**Verilen metin:**
Eğitim-Bir-Senden 28 Şubat
Abone ol28 Şubat'ın 10. yıldönümü eğitimcilerin de gündeminde. Eğitim-Bir-Sen Genel Merkezi basın açcıklaması yaptı.
Kamuoyunda “28 Şubat” adıyla bilinen, icracılarının ise sonradan
“postmodern darbe” adıyla tanımladıkları antidemokratik süreç,
bundan tam on yıl önce başlamıştı.
Halkın demokratik iradesine saygısız ve tahammülsüz kişilerin,
bulundukları makamları da istismar ederek başlattıkları karalama
kampanyaları, bir tür psikolojik savaş usulüyle yürütülmüş, siyasi
partiler kapatılmış, siyasetçiler, belediye başkanları, gazeteciler
ve işadamları başta olmak üzere binlerce insan görevinden
uzaklaştırılmıştı. Sonradan Başbakanlık Takip Kurulu ve Emniyet
Genel Müdürlüğü kayıtlarından hazırlanan rapora göre 1997'de 2 bin
956 kişi, 1998'de ise 4 bin 420 kişi "irticai faaliyetlere
katıldıkları" gerekçesiyle gözaltına alınmıştı.
Ağustos 1997’de İmam-Hatip Liselerinin orta kısımlarını kapatma
amacıyla 8 yıllık kesintisiz eğitim kanunu çıkarılmış, Ocak 1998’de
bir yıl önce iktidarda olan bir siyasi parti kapatılmış, aynı yılın
kasım ayında İstanbul Büyükşehir Belediye Başkanı, Başkanlık
görevinden düşürülmüştü.
Bu dönemde fişlemeler ve keyfi tutuklamalar artmış, üniversitelerde
ve çalışma hayatında başörtülü kadınlara yönelik eşi görülmemiş bir
ayrımcılık yapılmış, eğitim ve çalışma hakları hukuksuz ve kanunsuz
olarak ellerinden alınmıştır. Binlerce bayan kamu personeli ya
işinden atılmış, yahut istifaya zorlanmıştır. Öyle ki iş dünyası,
bakkal, kasap, köfteci gibi küçük esnafa varıncaya kadar fişlenmiş,
“yeşil sermaye” diye yaftalar icad edilerek en hafifinden haksız
rekabet suçu işlenmiştir.

[Koordinat işaretleme kayıtları]
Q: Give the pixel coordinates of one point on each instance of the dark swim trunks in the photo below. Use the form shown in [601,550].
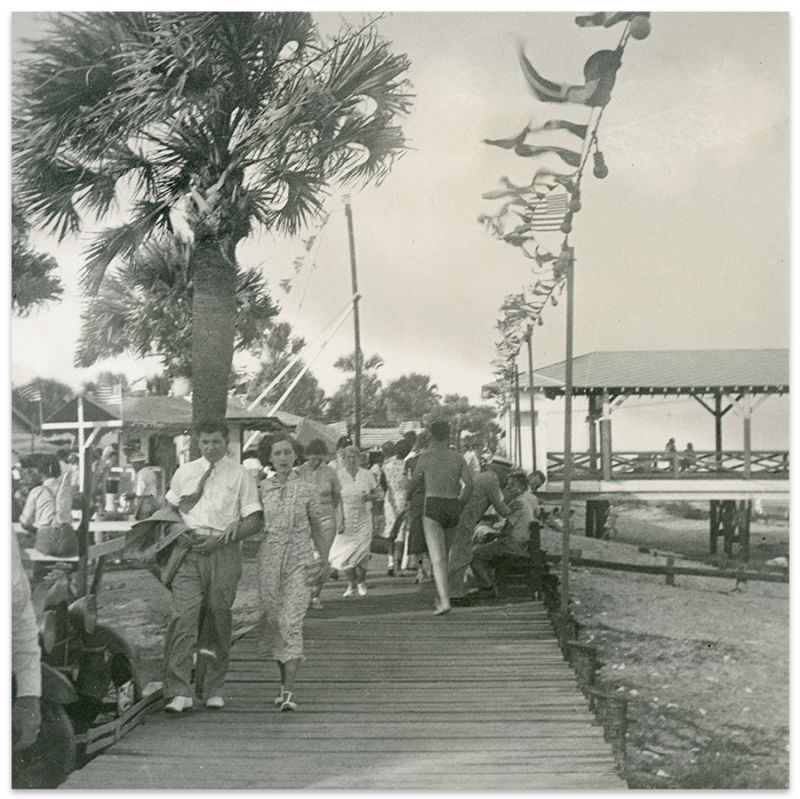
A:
[443,510]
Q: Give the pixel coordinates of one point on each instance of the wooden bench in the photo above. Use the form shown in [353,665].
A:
[40,561]
[529,571]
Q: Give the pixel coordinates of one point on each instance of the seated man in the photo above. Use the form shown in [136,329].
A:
[514,536]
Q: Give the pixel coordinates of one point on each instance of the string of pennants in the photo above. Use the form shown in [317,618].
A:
[308,244]
[548,203]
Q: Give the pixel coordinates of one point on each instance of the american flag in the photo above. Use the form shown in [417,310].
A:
[549,212]
[31,393]
[109,395]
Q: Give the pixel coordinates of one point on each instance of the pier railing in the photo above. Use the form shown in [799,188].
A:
[659,464]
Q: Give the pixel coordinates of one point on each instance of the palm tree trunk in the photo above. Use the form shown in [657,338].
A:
[213,329]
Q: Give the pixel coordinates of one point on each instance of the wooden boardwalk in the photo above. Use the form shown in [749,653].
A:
[390,697]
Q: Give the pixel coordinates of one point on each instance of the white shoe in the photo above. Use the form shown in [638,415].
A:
[288,702]
[178,704]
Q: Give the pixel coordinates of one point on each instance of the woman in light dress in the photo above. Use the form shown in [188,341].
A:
[394,504]
[292,533]
[325,481]
[350,550]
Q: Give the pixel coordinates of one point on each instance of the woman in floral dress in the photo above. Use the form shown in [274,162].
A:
[394,504]
[292,532]
[350,550]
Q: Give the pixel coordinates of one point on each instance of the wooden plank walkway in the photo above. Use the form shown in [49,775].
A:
[390,697]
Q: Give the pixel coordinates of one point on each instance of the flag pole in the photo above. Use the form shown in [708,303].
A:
[566,527]
[356,326]
[531,392]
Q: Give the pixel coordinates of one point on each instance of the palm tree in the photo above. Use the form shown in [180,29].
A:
[224,121]
[33,283]
[144,308]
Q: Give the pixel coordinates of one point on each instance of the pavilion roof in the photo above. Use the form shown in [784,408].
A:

**Görev listesi:**
[1] 28 Şubat metnine göre 1998'de kaç kişi gözaltına alınmıştı?
[2] 28 Şubat metnini kaldığı yerden sürdürüp devamını yazın.

**Yanıtlar:**
[1] 4 bin 420 kişi.

[2]
Milletimizin ve kurumlarımızın demokrasiye olan bağlılıkları
sayesinde birer birer sahneden çekilen o dönemin aktörlerinin, akıl
almaz boyutlardaki hırsızlıklarına ve hainliklerine kılıf aramakta
oldukları, zamanla gün gibi açığa çıkmıştır.
Anlaşılmıştır ki o dillerine pelesenk ettikleri “irtica tehdidi”,
gerçekte işgal ettikleri makamlardan halk tarafından kovulmaları ve
çaldıkları millet malının millete iade edilmesi anlamına
gelmektedir.
On yıl sonra birtakım sözde sivil toplum (!) kuruluşlarının,
aralarına bir kamu konfederasyonunu da alarak 28 Şubat heveslisi
olarak ortaya çıkmaları, darbe heveslilerinin çarkına su taşımaya
kalkışmaları, “ulusal birlik” adıyla “ulus” iradesine ihanet
oyunlarını sahneleme girişimleri de hüsranla sonuçlanmıştır.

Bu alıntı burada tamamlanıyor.